• _TASK TO COMPLETE_
Reproduce the lines below word for word, and leave the pictures out of your answer.

• _DATA ENTRIES_
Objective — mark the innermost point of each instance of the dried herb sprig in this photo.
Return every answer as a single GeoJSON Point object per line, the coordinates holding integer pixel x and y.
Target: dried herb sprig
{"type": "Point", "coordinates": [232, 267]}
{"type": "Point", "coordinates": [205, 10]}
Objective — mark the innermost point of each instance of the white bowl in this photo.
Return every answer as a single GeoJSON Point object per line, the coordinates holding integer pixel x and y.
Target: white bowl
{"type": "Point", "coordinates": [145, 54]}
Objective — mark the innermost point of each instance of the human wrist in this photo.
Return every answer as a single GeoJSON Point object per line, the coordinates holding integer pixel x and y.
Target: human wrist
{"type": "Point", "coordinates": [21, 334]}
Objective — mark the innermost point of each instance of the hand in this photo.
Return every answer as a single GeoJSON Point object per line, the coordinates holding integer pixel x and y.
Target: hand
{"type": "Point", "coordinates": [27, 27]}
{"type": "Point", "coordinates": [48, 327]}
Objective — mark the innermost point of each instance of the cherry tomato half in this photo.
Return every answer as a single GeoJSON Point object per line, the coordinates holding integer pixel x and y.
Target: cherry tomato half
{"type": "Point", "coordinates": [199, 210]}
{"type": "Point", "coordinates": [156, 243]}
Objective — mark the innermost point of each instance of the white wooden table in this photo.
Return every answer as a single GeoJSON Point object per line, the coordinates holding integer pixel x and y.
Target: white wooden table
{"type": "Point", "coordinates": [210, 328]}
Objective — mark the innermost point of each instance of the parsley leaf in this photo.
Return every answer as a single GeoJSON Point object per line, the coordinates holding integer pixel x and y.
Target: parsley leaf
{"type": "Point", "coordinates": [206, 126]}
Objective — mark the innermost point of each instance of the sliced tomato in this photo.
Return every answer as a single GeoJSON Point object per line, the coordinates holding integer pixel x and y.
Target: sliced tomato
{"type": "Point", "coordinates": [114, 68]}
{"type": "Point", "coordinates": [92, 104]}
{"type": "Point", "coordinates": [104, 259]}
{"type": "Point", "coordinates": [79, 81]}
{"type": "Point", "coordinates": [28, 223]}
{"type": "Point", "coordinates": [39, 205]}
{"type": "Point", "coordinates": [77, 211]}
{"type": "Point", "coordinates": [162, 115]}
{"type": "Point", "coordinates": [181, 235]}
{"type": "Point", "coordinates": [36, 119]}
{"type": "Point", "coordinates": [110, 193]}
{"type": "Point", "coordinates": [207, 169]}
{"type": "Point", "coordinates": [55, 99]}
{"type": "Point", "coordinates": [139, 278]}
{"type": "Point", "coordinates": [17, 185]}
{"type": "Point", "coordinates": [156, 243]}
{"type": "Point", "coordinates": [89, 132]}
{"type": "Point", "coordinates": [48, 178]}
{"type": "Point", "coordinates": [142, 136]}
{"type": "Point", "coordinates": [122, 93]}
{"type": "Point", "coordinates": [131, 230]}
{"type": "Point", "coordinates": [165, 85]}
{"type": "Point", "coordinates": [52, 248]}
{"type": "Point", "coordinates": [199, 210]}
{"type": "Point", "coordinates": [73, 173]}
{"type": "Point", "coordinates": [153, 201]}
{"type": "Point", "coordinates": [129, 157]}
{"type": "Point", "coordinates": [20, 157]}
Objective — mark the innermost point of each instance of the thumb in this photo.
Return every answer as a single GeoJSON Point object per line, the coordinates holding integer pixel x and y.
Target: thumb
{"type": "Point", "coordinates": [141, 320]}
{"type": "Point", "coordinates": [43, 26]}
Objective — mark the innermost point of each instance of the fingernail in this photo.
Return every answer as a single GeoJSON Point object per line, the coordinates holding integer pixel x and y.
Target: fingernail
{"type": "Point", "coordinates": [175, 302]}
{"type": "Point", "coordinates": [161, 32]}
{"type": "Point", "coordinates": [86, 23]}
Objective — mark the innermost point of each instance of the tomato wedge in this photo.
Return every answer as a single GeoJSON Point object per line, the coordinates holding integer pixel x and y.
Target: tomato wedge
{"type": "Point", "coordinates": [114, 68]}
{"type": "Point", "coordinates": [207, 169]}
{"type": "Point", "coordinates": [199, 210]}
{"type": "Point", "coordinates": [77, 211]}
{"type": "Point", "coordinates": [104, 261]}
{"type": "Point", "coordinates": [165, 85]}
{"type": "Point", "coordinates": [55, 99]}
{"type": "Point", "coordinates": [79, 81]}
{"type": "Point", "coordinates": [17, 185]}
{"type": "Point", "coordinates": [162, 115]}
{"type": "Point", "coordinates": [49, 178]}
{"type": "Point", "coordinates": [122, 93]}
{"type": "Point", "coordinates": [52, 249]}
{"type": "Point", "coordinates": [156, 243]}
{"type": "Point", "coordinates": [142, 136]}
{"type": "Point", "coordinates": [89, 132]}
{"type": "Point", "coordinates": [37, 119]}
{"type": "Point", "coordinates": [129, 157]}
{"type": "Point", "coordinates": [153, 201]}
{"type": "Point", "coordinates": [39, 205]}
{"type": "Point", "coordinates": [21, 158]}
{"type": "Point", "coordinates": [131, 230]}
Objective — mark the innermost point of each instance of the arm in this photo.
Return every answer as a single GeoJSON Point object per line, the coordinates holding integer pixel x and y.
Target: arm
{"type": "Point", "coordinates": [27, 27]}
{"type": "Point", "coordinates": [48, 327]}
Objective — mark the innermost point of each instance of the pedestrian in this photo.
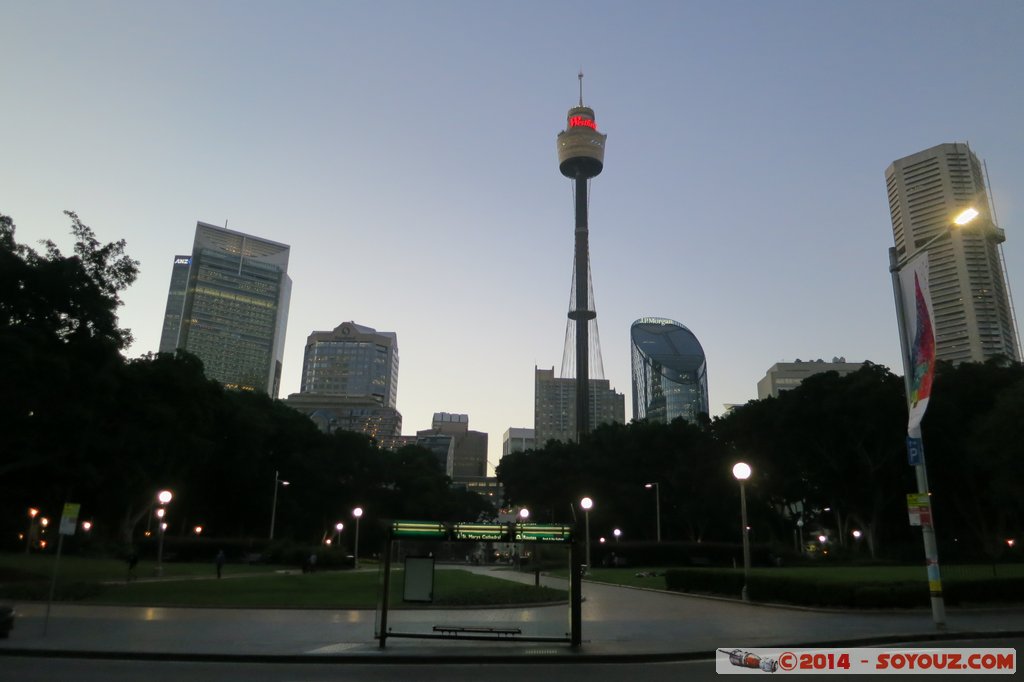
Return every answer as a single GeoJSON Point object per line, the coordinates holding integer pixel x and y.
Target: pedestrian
{"type": "Point", "coordinates": [132, 560]}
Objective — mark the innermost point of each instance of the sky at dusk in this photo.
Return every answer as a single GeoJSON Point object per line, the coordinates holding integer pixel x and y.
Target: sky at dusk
{"type": "Point", "coordinates": [406, 152]}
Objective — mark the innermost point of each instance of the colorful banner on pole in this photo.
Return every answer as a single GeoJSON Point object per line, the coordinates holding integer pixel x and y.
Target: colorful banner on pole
{"type": "Point", "coordinates": [921, 337]}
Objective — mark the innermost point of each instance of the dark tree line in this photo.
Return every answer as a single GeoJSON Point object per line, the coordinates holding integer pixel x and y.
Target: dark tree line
{"type": "Point", "coordinates": [80, 423]}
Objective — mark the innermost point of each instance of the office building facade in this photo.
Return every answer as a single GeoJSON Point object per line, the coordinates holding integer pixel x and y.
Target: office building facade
{"type": "Point", "coordinates": [517, 440]}
{"type": "Point", "coordinates": [233, 307]}
{"type": "Point", "coordinates": [786, 376]}
{"type": "Point", "coordinates": [670, 372]}
{"type": "Point", "coordinates": [971, 301]}
{"type": "Point", "coordinates": [555, 406]}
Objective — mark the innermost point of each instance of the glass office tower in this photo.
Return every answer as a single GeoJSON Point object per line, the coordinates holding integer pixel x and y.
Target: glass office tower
{"type": "Point", "coordinates": [670, 372]}
{"type": "Point", "coordinates": [235, 309]}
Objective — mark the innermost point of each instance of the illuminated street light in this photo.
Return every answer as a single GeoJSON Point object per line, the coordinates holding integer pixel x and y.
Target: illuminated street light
{"type": "Point", "coordinates": [33, 513]}
{"type": "Point", "coordinates": [921, 471]}
{"type": "Point", "coordinates": [587, 503]}
{"type": "Point", "coordinates": [741, 471]}
{"type": "Point", "coordinates": [657, 509]}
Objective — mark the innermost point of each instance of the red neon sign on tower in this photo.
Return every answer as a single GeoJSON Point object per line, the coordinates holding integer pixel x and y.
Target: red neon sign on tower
{"type": "Point", "coordinates": [577, 121]}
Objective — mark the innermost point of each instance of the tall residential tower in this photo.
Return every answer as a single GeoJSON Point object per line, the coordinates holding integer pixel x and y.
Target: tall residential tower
{"type": "Point", "coordinates": [974, 318]}
{"type": "Point", "coordinates": [670, 372]}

• _RESPONSE TO THE TASK_
Objective — mark the innermost point of each instance of the dried herb sprig in this photo.
Return every answer as a single GeoJSON Point object per line, the coordinates holding integer pixel x and y.
Target: dried herb sprig
{"type": "Point", "coordinates": [232, 267]}
{"type": "Point", "coordinates": [205, 10]}
Objective — mark the innermost point of each instance of the white bowl in this photo.
Return every answer as a single GeoJSON Point object per line, the coordinates holding integer pixel x and y.
Target: white bowl
{"type": "Point", "coordinates": [145, 54]}
Objective — mark the innermost point of each instance of the human wrist in this photo.
Return every answer as a single GeoJSON Point object per line, the coordinates holding integer pixel x and y.
Target: human wrist
{"type": "Point", "coordinates": [21, 334]}
Objective — mark the innermost point of each instance of the hand in this photo.
Return every answer as a single GeoJSON Point object per line, the coordinates holding integer pixel x and y.
Target: hand
{"type": "Point", "coordinates": [27, 27]}
{"type": "Point", "coordinates": [48, 327]}
Objective — mark the innermost point of each instance of the cherry tomato half in this photo.
Return every answer as a single GeoJSON Point object per line, the coordinates holding integer pixel x and y.
Target: cherry tomato half
{"type": "Point", "coordinates": [199, 210]}
{"type": "Point", "coordinates": [156, 243]}
Objective — mark the innermost point of each instance of the white wooden table in this photo.
Return every answer as a single GeoJSON Point object per line, the coordinates holding integer pixel x and y.
Target: white wooden table
{"type": "Point", "coordinates": [210, 328]}
Objective — mark the innermost point of each instance of the parsley leaf in this photo.
Return every answer as a single GeoJSON Point object per line, the coordinates holding integer pixel x and y.
Target: parsley leaf
{"type": "Point", "coordinates": [206, 126]}
Objective — mark the innermost point of each instance of the sliced tomato in this photo.
Return every answer as a single GeoJSON Point object per line, the coordinates holding integer pixel x and y.
Target: sliced tomato
{"type": "Point", "coordinates": [114, 68]}
{"type": "Point", "coordinates": [92, 104]}
{"type": "Point", "coordinates": [104, 259]}
{"type": "Point", "coordinates": [79, 81]}
{"type": "Point", "coordinates": [28, 223]}
{"type": "Point", "coordinates": [39, 205]}
{"type": "Point", "coordinates": [77, 211]}
{"type": "Point", "coordinates": [162, 115]}
{"type": "Point", "coordinates": [181, 235]}
{"type": "Point", "coordinates": [36, 119]}
{"type": "Point", "coordinates": [110, 193]}
{"type": "Point", "coordinates": [207, 169]}
{"type": "Point", "coordinates": [55, 99]}
{"type": "Point", "coordinates": [139, 278]}
{"type": "Point", "coordinates": [17, 185]}
{"type": "Point", "coordinates": [156, 243]}
{"type": "Point", "coordinates": [89, 132]}
{"type": "Point", "coordinates": [48, 178]}
{"type": "Point", "coordinates": [142, 136]}
{"type": "Point", "coordinates": [122, 93]}
{"type": "Point", "coordinates": [131, 230]}
{"type": "Point", "coordinates": [165, 85]}
{"type": "Point", "coordinates": [52, 248]}
{"type": "Point", "coordinates": [199, 210]}
{"type": "Point", "coordinates": [73, 173]}
{"type": "Point", "coordinates": [153, 201]}
{"type": "Point", "coordinates": [129, 157]}
{"type": "Point", "coordinates": [20, 157]}
Objective — mark the innermost point of each instance of the thumb in this photo.
Return every answer as a single GeoJSON Point object per line, the coordinates holding integer pixel x and y.
Target: thumb
{"type": "Point", "coordinates": [141, 320]}
{"type": "Point", "coordinates": [43, 26]}
Objective — mark the innermost point of each instance of the fingernail in this photo.
Return every answer as a single GeoJSON Point object per line, the coordinates holding integer pixel x and y.
Target: fingernail
{"type": "Point", "coordinates": [175, 302]}
{"type": "Point", "coordinates": [161, 32]}
{"type": "Point", "coordinates": [86, 23]}
Objective — mark the innermost point of each instance of the tomato wedge in this photo.
Return every answer as a single GeoJSON Point object per line, the coordinates holding integer pixel x and y.
Target: tomato wedge
{"type": "Point", "coordinates": [114, 68]}
{"type": "Point", "coordinates": [207, 169]}
{"type": "Point", "coordinates": [199, 210]}
{"type": "Point", "coordinates": [77, 211]}
{"type": "Point", "coordinates": [104, 261]}
{"type": "Point", "coordinates": [165, 85]}
{"type": "Point", "coordinates": [55, 99]}
{"type": "Point", "coordinates": [79, 81]}
{"type": "Point", "coordinates": [17, 185]}
{"type": "Point", "coordinates": [162, 115]}
{"type": "Point", "coordinates": [49, 178]}
{"type": "Point", "coordinates": [122, 93]}
{"type": "Point", "coordinates": [52, 249]}
{"type": "Point", "coordinates": [156, 243]}
{"type": "Point", "coordinates": [142, 136]}
{"type": "Point", "coordinates": [89, 132]}
{"type": "Point", "coordinates": [37, 119]}
{"type": "Point", "coordinates": [129, 157]}
{"type": "Point", "coordinates": [153, 201]}
{"type": "Point", "coordinates": [39, 205]}
{"type": "Point", "coordinates": [21, 158]}
{"type": "Point", "coordinates": [131, 230]}
Objective — mark the innermost point of each instance of the arm in this photo.
Return every answer as a single GeoJSON Point object per line, the coordinates holding integer pixel x and y.
Target: arm
{"type": "Point", "coordinates": [27, 27]}
{"type": "Point", "coordinates": [48, 327]}
Objective — mark the innermost point of each instance of the pedestrian in this photo.
Return every answer as a single GeoJSON Point object per line, the coordinates holding integer pixel x and y.
Target: pedestrian
{"type": "Point", "coordinates": [132, 560]}
Objective — mark the innermost point of each instance of the sky at dusk in this photo.
Return every answer as a single GeoJSON Point object per line, the coordinates holding integer pixel x and y.
Target: sky at dusk
{"type": "Point", "coordinates": [406, 152]}
Objective — mark the innermost point of each instance of the colorful banner on pole in this photo.
Return every answer as a single GeoJSON Point object per line, the coordinates holding integer pixel x and y.
Target: colorful banner on pole
{"type": "Point", "coordinates": [921, 337]}
Objective — mark the innermost point of each instance of the dark tree line in this photo.
Return every answer as a single GeoJSON Point object per line, the coordinates holding integer pixel x and y.
Target: dark tree line
{"type": "Point", "coordinates": [80, 423]}
Objective — mark the innermost point of each instance of the office building facade in this photo.
Return every answer as a single GeoJSON Point object per line, the coordinates holding integer pixel x and y.
Target: office building facade
{"type": "Point", "coordinates": [517, 440]}
{"type": "Point", "coordinates": [233, 307]}
{"type": "Point", "coordinates": [786, 376]}
{"type": "Point", "coordinates": [670, 372]}
{"type": "Point", "coordinates": [971, 301]}
{"type": "Point", "coordinates": [555, 406]}
Objective — mark the innermost point of each instance of the glass office tower in this photo.
Return every answer as a single GeoJSON Point object per line, the coordinates holding integer pixel x and y.
Target: glass office tower
{"type": "Point", "coordinates": [670, 372]}
{"type": "Point", "coordinates": [235, 309]}
Objective — mark the innermost point of each instance of the illuminated street light in this photo.
Return every answer as a single GeoJSON Point object per line, the coordinates holding integer pixel x and y.
Target: illuminated street light
{"type": "Point", "coordinates": [33, 513]}
{"type": "Point", "coordinates": [921, 471]}
{"type": "Point", "coordinates": [587, 503]}
{"type": "Point", "coordinates": [741, 471]}
{"type": "Point", "coordinates": [657, 509]}
Objective — mark the innermost point of each instance of the red neon sign on tower in this photo.
Return every answer as a single GeoJSON Point object per line, the coordinates holding integer pixel x and y.
Target: red neon sign on tower
{"type": "Point", "coordinates": [577, 121]}
Objective — mark the innermost point of each instance of the tall residential tower in this photo.
Return every answer as a single GeoJSON Point object per line, the coordinates holding integer pixel x and y.
Target: tall residential tower
{"type": "Point", "coordinates": [974, 318]}
{"type": "Point", "coordinates": [670, 372]}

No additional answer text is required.